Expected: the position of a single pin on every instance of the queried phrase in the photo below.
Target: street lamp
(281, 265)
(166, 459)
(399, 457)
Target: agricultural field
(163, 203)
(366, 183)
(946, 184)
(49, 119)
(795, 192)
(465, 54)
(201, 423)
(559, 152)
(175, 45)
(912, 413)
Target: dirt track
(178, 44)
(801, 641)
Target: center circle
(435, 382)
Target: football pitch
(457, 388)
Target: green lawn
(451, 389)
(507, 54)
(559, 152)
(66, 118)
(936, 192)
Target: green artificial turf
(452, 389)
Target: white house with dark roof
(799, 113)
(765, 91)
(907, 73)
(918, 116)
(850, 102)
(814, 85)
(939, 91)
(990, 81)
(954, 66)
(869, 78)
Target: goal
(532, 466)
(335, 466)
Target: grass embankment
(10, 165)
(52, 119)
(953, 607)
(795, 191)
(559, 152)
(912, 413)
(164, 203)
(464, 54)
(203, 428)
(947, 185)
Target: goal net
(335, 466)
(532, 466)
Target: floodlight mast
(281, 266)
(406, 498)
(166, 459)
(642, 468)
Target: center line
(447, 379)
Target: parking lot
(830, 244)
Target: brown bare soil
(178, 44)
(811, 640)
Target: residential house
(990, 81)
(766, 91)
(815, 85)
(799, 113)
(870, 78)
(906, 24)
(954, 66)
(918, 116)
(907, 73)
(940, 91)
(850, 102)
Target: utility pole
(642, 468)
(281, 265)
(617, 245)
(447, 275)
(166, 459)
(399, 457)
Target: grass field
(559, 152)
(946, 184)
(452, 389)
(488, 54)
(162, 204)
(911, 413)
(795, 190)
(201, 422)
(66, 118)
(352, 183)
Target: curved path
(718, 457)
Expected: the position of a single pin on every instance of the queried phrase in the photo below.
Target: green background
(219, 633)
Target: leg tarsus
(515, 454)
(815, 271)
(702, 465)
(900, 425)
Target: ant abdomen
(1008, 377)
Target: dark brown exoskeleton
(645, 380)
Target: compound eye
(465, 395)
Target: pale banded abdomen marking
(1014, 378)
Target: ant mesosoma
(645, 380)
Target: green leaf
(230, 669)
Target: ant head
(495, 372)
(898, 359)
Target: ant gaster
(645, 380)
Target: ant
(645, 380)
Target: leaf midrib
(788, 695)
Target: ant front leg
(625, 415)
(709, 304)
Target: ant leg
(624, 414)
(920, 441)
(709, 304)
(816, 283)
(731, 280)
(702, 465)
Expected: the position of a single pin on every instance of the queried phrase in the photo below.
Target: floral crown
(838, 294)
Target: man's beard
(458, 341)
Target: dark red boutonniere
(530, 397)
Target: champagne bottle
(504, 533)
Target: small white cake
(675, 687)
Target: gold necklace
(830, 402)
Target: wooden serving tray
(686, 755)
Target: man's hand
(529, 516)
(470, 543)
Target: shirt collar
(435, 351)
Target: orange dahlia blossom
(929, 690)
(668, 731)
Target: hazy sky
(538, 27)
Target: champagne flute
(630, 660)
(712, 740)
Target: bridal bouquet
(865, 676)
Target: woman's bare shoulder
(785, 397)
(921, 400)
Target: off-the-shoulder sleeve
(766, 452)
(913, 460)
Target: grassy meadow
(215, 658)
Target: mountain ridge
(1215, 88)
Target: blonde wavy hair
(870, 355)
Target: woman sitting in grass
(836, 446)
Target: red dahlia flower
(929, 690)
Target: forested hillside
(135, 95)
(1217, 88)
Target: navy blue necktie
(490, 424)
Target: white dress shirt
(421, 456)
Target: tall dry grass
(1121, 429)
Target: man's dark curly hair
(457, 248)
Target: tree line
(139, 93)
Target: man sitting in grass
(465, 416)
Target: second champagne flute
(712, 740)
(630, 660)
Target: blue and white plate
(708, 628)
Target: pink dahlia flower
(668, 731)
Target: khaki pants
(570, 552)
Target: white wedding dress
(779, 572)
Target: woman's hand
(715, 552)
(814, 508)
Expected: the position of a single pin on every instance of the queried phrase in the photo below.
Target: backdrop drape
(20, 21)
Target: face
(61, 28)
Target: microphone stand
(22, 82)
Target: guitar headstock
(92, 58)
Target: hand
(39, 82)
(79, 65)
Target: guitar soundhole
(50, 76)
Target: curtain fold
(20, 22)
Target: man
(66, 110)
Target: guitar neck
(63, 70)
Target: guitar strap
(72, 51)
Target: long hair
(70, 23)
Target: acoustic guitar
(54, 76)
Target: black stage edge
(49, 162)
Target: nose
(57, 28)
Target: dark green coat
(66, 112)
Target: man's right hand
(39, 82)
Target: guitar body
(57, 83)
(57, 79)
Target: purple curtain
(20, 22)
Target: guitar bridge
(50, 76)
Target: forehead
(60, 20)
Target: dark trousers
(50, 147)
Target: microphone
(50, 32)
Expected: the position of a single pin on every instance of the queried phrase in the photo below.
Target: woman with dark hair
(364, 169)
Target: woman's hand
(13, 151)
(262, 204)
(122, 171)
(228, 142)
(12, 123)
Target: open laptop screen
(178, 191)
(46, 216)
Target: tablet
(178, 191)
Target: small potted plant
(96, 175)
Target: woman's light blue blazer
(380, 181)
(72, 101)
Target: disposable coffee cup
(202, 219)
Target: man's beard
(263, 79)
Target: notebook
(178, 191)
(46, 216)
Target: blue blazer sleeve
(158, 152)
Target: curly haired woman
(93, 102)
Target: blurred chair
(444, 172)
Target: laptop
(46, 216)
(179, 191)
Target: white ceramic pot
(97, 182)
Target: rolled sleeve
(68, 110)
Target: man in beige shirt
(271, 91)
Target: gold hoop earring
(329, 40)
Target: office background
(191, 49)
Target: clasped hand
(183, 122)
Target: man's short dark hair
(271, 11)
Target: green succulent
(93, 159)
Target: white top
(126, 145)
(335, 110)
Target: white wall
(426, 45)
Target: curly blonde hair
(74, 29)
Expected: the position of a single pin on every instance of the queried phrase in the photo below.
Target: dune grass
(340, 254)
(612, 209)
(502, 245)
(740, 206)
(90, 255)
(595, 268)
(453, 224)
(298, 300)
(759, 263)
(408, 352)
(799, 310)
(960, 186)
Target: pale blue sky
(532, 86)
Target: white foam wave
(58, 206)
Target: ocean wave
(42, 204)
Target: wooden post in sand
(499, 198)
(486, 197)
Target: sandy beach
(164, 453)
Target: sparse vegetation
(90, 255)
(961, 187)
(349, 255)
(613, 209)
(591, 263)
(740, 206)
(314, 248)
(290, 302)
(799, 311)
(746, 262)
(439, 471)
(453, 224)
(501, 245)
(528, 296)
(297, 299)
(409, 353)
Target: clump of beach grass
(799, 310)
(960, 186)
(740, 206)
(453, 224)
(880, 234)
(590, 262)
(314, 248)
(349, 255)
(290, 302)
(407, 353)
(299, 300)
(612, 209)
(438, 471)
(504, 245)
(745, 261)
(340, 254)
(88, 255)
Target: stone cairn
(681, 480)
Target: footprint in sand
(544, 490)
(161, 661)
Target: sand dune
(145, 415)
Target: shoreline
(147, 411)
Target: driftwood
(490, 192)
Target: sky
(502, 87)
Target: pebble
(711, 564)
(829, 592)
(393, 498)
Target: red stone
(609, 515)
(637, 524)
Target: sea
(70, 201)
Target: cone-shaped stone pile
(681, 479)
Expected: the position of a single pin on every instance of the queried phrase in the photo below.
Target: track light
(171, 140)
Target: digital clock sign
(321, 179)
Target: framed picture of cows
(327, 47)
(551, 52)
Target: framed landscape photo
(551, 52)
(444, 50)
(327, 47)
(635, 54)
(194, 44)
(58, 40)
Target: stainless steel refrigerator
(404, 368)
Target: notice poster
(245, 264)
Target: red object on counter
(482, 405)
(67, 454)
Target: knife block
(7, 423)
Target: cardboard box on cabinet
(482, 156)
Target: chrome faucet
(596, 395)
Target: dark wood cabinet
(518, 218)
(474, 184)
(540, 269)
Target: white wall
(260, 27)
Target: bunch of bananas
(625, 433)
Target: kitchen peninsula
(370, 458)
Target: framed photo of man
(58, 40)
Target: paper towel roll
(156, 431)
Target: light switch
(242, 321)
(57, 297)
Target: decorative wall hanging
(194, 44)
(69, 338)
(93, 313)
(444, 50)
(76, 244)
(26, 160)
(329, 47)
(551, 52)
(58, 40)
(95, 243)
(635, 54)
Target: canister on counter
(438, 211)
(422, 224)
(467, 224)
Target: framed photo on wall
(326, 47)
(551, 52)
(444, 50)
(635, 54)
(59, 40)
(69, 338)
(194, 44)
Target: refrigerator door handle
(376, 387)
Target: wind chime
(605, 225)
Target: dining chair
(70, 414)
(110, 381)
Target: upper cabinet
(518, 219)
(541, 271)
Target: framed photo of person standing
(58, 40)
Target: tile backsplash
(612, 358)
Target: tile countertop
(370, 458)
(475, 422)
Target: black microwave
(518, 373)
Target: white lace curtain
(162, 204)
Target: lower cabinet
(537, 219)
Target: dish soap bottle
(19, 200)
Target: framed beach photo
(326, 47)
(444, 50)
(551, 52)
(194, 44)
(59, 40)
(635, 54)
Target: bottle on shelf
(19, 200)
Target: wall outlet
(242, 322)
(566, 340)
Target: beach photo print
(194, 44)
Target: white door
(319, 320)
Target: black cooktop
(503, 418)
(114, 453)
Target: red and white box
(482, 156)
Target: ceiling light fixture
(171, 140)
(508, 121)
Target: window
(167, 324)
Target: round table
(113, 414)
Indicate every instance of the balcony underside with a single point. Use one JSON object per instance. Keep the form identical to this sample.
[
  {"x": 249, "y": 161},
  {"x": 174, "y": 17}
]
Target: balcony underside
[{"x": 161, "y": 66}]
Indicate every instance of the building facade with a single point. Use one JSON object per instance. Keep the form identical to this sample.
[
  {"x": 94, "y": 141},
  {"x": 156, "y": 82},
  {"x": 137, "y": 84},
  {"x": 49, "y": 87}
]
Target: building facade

------------------------------------------------------------------------

## Required work
Take the line that contains "Target: bottle on shelf" and each line after it down to the last of the records, and retype them exactly; add nothing else.

## Response
Target: bottle on shelf
(19, 200)
Target: wall outlet
(242, 322)
(566, 340)
Target: beach photo print
(194, 44)
Target: white door
(319, 320)
Target: black cooktop
(503, 418)
(114, 453)
Target: red and white box
(482, 156)
Target: ceiling light fixture
(171, 140)
(508, 121)
Target: window
(167, 324)
Target: round table
(113, 414)
Indicate every instance of the balcony underside with a single point. Use one JSON object per instance. Keep the form identical to this sample.
[
  {"x": 249, "y": 161},
  {"x": 174, "y": 17}
]
Target: balcony underside
[{"x": 161, "y": 66}]
Indicate every instance of the building facade with a single point. Use one JSON object per instance. Keep the form identical to this sample.
[
  {"x": 94, "y": 141},
  {"x": 156, "y": 82},
  {"x": 137, "y": 84},
  {"x": 49, "y": 87}
]
Target: building facade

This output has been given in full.